Pick out and copy every line of the entries below that contains the string "stage", matching case exactly.

>> Begin RECORDS SUPPLIED

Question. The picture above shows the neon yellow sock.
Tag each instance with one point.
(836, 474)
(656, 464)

>> End RECORDS SUPPLIED
>> Begin RECORDS SUPPLIED

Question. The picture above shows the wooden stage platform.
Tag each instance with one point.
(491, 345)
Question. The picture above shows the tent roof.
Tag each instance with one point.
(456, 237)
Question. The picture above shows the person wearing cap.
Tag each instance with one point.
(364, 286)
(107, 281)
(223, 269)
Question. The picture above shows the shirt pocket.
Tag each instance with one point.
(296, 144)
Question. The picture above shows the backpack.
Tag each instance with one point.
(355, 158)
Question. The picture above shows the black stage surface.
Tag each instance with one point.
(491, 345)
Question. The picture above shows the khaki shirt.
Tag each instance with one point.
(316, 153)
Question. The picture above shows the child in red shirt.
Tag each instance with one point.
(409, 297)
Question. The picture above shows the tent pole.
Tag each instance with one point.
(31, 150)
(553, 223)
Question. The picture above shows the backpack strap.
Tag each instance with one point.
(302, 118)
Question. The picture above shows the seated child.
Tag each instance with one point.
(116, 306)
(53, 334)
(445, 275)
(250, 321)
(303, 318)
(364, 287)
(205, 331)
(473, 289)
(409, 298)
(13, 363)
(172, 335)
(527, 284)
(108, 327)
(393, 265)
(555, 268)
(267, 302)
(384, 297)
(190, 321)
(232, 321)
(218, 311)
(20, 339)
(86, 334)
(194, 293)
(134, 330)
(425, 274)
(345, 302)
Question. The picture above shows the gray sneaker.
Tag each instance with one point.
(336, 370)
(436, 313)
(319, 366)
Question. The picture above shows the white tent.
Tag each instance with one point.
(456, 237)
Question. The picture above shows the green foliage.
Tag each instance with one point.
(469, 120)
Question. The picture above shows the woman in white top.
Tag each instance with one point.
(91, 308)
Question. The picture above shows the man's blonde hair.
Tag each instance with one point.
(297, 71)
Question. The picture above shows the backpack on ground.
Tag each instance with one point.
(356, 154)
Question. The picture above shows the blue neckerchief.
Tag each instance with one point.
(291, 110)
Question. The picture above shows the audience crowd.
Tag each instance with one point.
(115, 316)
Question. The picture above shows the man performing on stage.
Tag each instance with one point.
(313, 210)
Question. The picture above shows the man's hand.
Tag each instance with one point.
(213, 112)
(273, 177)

>> End RECORDS SUPPLIED

ANSWER FOR THIS EXERCISE:
Question. The picture above shows the wooden stage platform.
Question. The picture above shows the black stage surface.
Question. The picture above shows the man performing on stage.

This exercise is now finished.